» Stated goal
Rewrite all the records below as one numbered list with one line per number, leaving out any blank lines and the pictures.

» Records supplied
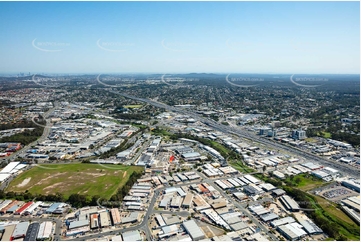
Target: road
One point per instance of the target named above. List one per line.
(41, 138)
(238, 205)
(248, 135)
(58, 222)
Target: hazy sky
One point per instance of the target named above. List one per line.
(168, 37)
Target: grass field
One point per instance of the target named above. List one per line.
(67, 179)
(347, 227)
(133, 106)
(305, 182)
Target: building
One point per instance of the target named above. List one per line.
(115, 216)
(193, 230)
(32, 232)
(187, 202)
(282, 221)
(94, 222)
(279, 175)
(310, 227)
(6, 236)
(20, 230)
(104, 219)
(299, 134)
(132, 236)
(45, 230)
(352, 184)
(292, 231)
(289, 203)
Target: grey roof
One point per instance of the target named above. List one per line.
(239, 226)
(269, 216)
(194, 231)
(20, 229)
(310, 227)
(282, 221)
(80, 223)
(133, 235)
(32, 232)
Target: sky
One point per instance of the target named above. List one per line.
(180, 37)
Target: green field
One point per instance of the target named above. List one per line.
(79, 178)
(305, 182)
(133, 106)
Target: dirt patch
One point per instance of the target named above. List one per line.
(24, 183)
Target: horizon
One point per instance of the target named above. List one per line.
(180, 37)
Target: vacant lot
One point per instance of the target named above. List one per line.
(133, 106)
(67, 179)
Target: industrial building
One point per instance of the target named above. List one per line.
(289, 203)
(104, 219)
(45, 230)
(115, 215)
(310, 227)
(292, 231)
(20, 230)
(132, 236)
(352, 184)
(193, 230)
(32, 232)
(8, 232)
(187, 202)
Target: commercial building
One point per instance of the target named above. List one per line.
(32, 232)
(310, 227)
(289, 203)
(45, 230)
(282, 221)
(115, 216)
(104, 219)
(8, 232)
(352, 184)
(292, 231)
(132, 236)
(187, 202)
(193, 230)
(20, 230)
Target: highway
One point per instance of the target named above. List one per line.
(346, 169)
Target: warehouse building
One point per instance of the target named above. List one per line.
(32, 232)
(94, 223)
(45, 230)
(310, 227)
(176, 202)
(115, 215)
(104, 219)
(289, 203)
(292, 231)
(279, 175)
(9, 230)
(187, 202)
(282, 221)
(193, 230)
(352, 184)
(20, 230)
(252, 179)
(278, 192)
(269, 217)
(132, 236)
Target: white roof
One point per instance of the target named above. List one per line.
(10, 167)
(193, 229)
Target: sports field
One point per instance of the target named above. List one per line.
(67, 179)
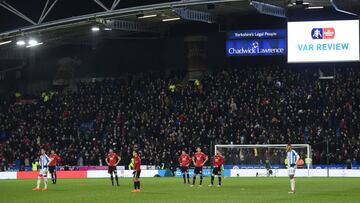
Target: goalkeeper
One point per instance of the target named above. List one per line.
(268, 167)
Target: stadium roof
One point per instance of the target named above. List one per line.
(61, 19)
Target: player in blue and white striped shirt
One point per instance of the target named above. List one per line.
(44, 167)
(292, 158)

» Task solution
1. Target: road
2. One point per instance of the target named above. List one per line.
3. (41, 138)
4. (238, 205)
5. (248, 135)
6. (58, 222)
7. Target: hazy sky
8. One point per instance of the target named above. List one per line.
9. (168, 37)
10. Target: grass field
11. One point per instance of the target named above. List one per line.
12. (67, 179)
13. (347, 227)
14. (133, 106)
15. (305, 182)
16. Target: building
17. One point per instance of the target named above. List one per line.
18. (115, 216)
19. (193, 230)
20. (32, 232)
21. (187, 202)
22. (282, 221)
23. (94, 222)
24. (279, 175)
25. (310, 227)
26. (6, 236)
27. (20, 230)
28. (104, 219)
29. (299, 134)
30. (132, 236)
31. (45, 230)
32. (352, 184)
33. (292, 231)
34. (289, 203)
35. Target: grey roof
36. One point per instance of the target named above. List one per line.
37. (239, 226)
38. (269, 216)
39. (194, 231)
40. (20, 229)
41. (310, 227)
42. (282, 221)
43. (80, 223)
44. (133, 235)
45. (32, 232)
46. Target: sky
47. One point per instance of the target named above. List one per line.
48. (180, 37)
49. Target: green field
50. One point per instance of the target named above. List one per line.
51. (79, 178)
52. (305, 182)
53. (133, 106)
54. Target: dirt patch
55. One point per instance of the target named above. List one per line.
56. (24, 183)
57. Target: horizon
58. One point per instance of the target named above. List one per line.
59. (180, 37)
60. Target: vacant lot
61. One point per instance of the target named above. List one per line.
62. (133, 106)
63. (67, 179)
64. Target: industrial building
65. One point per instance of the target named above. List one per line.
66. (289, 203)
67. (104, 219)
68. (45, 230)
69. (115, 215)
70. (310, 227)
71. (292, 231)
72. (20, 230)
73. (132, 236)
74. (352, 184)
75. (193, 230)
76. (32, 232)
77. (8, 232)
78. (187, 202)
79. Target: commercial building
80. One point per instance of the target named above. List one per line.
81. (32, 232)
82. (310, 227)
83. (289, 203)
84. (45, 230)
85. (282, 221)
86. (115, 216)
87. (104, 219)
88. (8, 232)
89. (352, 184)
90. (292, 231)
91. (132, 236)
92. (187, 202)
93. (193, 230)
94. (20, 230)
95. Target: highway
96. One point per instance of the target named above. List one per line.
97. (346, 169)
98. Target: warehouse building
99. One point per instance of the target named above. List one per line.
100. (32, 232)
101. (94, 223)
102. (45, 230)
103. (310, 227)
104. (176, 202)
105. (115, 215)
106. (104, 219)
107. (289, 203)
108. (292, 231)
109. (279, 175)
110. (9, 230)
111. (187, 202)
112. (282, 221)
113. (193, 230)
114. (352, 184)
115. (20, 230)
116. (252, 179)
117. (278, 192)
118. (269, 217)
119. (132, 236)
120. Target: white roof
121. One point per instance of the target named above. List one per line.
122. (10, 167)
123. (193, 229)
124. Target: sports field
125. One point per instance of the target named above. List one per line.
126. (67, 179)
127. Target: goalkeeper
128. One point per instance of the target named above. List one per line.
129. (268, 167)
130. Target: stadium roof
131. One point per instance of the target named above. List one per line.
132. (61, 19)
133. Target: player in blue and white striped shirt
134. One point per instance of the target named above. List one per line.
135. (44, 167)
136. (292, 158)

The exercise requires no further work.